YOUR OBJECTIVE:
Return each line of the data below exactly, omitting any pictures.

PROVIDED INFORMATION:
-=-=-=-=-

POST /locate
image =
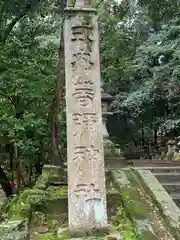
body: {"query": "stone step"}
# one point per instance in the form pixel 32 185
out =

-=-=-=-=-

ANSWER BOX:
POST /locate
image =
body: {"query": "stone step"}
# one point per instance in the form pixel 32 185
out =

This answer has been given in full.